- Date: 19 January 2012
- Presenters: Kenneth Chan, Gilbert Lam, Jin Ling
- Entertainment: Eric Suen, Charles Ying, Alisa Teng
- Venue: Hainan Province Theatre, Haikou, Hainan, China
- Broadcaster: ATV
- Entrants: 20
- Placements: 12
- Winner: Michelle Feng Beijing, China
- Congeniality: Vasinee Veeraphong Thailand

= ATV Miss Asia Pageant 2011 =

ATV Miss Asia Pageant 2011, was the 23rd Miss Asia Pageant, which began on 19 January 2012. The pageant slogan was "Beauties, Gathered in the Water." For the first time, the organizers created a separate event for all contestants of Chinese descent from mainland China, Hong Kong, Canada, the US, and Brazil into a semi-final, the results of whom competed with ten contestants of other Asian races. Michelle Feng of Beijing, China, was the winner.

What this exercise asks:
A. How would you translate this sentence from the pageant article into Spanish: "Michelle Feng of Beijing, China, was the winner."?
B. Can you shorten the paragraph of the pageant article beginning "ATV Miss Asia Pageant 2011, was the 23rd" while keeping its main facts?
C. Copy the passage of the pageant article that opens with "- Date: 19 January" and ends after "was the winner.".

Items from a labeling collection
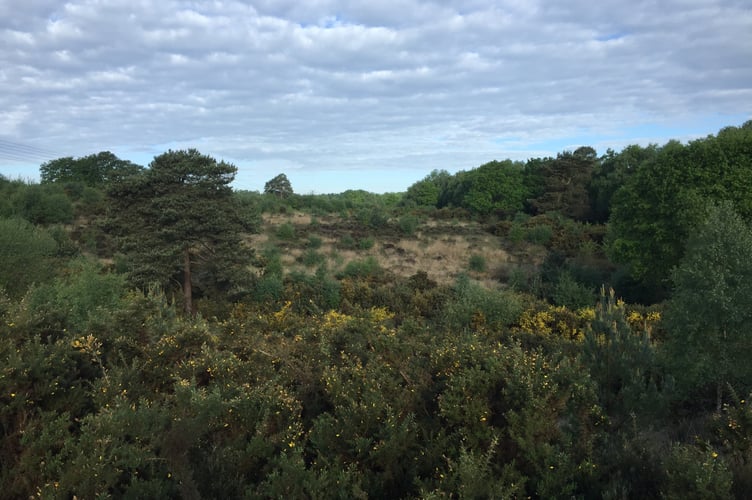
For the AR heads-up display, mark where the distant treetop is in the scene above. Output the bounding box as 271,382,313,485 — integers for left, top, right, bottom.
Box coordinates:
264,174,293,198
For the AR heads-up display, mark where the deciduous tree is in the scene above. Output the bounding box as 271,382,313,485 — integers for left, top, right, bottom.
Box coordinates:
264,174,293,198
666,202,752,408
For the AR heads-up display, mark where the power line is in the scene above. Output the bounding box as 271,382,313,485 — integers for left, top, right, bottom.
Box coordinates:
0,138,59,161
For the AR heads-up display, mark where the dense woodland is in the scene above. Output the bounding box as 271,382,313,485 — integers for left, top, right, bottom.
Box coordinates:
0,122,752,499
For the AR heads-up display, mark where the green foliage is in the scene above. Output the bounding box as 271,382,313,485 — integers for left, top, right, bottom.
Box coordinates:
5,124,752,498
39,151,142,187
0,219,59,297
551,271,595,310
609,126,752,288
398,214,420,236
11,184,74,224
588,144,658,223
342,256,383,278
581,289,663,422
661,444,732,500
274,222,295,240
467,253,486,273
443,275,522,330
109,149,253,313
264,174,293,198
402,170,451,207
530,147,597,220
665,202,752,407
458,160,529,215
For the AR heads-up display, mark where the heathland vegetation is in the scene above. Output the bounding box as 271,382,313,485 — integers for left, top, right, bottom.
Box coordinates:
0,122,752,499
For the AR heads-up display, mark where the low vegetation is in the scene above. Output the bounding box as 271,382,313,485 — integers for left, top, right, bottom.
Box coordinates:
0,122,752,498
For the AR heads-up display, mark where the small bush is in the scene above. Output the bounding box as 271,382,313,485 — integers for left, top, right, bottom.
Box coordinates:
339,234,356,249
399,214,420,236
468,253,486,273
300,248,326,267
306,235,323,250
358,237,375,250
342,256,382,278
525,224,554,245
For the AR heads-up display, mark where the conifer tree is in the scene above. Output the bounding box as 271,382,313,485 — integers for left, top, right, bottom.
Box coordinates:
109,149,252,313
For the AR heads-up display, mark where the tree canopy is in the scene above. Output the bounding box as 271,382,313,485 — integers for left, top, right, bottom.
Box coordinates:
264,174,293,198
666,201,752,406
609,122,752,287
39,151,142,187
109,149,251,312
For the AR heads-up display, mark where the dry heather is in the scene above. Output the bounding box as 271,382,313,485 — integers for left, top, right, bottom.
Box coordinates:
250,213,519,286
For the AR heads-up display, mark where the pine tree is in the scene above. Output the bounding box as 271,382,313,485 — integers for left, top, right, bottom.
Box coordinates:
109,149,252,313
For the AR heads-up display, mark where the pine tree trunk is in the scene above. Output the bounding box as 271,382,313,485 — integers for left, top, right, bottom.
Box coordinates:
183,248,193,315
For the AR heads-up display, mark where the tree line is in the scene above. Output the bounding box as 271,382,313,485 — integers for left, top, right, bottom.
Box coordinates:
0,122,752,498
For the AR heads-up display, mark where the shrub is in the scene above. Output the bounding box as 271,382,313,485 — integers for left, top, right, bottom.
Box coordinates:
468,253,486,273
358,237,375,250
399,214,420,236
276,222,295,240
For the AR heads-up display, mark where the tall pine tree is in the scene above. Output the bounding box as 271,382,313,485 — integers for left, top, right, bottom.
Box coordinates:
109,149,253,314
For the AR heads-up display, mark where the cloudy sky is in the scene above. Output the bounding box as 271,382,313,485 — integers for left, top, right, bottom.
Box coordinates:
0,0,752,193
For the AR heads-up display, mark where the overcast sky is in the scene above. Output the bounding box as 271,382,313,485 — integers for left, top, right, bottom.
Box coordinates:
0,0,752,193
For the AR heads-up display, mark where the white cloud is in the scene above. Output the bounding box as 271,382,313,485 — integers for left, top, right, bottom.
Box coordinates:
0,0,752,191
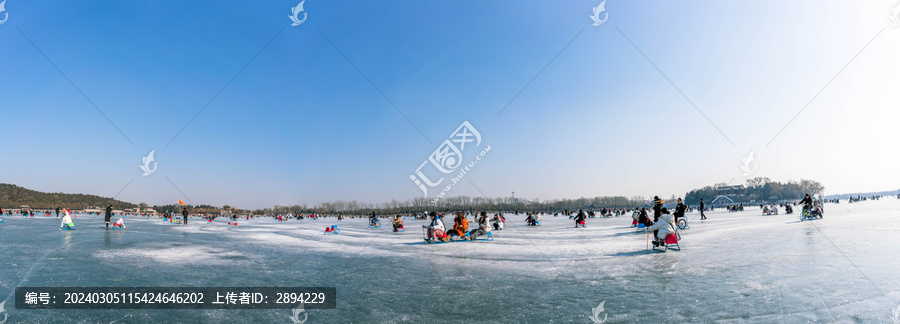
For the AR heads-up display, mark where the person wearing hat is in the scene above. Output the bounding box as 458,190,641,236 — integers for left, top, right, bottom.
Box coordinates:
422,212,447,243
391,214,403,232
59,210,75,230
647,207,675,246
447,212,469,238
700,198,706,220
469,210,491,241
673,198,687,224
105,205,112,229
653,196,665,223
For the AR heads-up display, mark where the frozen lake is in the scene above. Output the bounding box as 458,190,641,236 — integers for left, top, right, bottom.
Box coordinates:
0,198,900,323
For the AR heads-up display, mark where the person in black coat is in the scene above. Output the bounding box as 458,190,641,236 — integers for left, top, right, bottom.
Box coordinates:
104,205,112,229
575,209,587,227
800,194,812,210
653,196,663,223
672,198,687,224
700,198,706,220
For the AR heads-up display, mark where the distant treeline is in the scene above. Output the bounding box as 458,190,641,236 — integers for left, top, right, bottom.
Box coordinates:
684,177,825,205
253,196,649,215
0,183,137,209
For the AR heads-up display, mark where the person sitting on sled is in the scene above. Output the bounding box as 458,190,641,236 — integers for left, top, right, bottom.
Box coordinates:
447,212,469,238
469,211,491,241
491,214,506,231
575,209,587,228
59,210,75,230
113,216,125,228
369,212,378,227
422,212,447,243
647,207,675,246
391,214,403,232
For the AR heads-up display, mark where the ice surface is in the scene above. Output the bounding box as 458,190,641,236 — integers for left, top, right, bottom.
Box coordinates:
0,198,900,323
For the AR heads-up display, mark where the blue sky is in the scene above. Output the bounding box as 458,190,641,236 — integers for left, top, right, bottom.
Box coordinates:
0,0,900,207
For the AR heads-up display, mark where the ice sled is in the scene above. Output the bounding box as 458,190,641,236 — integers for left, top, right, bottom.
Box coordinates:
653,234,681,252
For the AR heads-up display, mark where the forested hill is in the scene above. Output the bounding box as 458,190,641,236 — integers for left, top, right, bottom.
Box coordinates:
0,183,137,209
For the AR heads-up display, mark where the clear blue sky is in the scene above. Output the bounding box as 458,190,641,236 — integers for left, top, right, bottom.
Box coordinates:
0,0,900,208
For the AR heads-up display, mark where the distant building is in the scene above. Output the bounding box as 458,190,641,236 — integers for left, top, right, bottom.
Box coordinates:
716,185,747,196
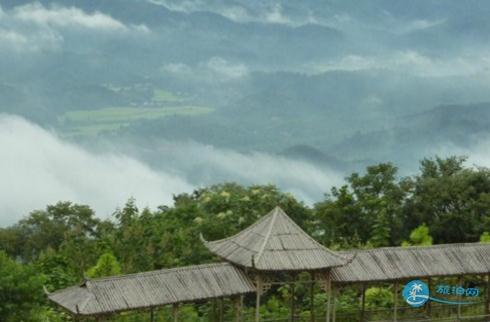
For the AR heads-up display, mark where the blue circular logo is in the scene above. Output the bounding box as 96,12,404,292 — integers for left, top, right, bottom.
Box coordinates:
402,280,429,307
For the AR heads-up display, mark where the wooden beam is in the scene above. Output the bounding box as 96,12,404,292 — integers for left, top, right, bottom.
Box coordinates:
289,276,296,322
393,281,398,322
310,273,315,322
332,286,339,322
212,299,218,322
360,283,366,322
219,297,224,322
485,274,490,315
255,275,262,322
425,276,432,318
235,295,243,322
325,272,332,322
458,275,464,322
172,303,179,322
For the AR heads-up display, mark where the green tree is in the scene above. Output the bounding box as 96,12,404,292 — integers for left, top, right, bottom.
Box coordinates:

Correct answers:
A. Michelle Feng, de Pekín, China, fue la ganadora.

B. The 2011 ATV Miss Asia Pageant, the 23rd edition, began on 19 January 2012 under the slogan "Beauties, Gathered in the Water." For the first time, contestants of Chinese descent from mainland China, Hong Kong, Canada, the US, and Brazil had a separate semi-final. Its results then competed with ten contestants of other Asian races. Michelle Feng of Beijing, China, won.

C.
- Date: 19 January 2012
- Presenters: Kenneth Chan, Gilbert Lam, Jin Ling
- Entertainment: Eric Suen, Charles Ying, Alisa Teng
- Venue: Hainan Province Theatre, Haikou, Hainan, China
- Broadcaster: ATV
- Entrants: 20
- Placements: 12
- Winner: Michelle Feng Beijing, China
- Congeniality: Vasinee Veeraphong Thailand

= ATV Miss Asia Pageant 2011 =

ATV Miss Asia Pageant 2011, was the 23rd Miss Asia Pageant, which began on 19 January 2012. The pageant slogan was "Beauties, Gathered in the Water." For the first time, the organizers created a separate event for all contestants of Chinese descent from mainland China, Hong Kong, Canada, the US, and Brazil into a semi-final, the results of whom competed with ten contestants of other Asian races. Michelle Feng of Beijing, China, was the winner.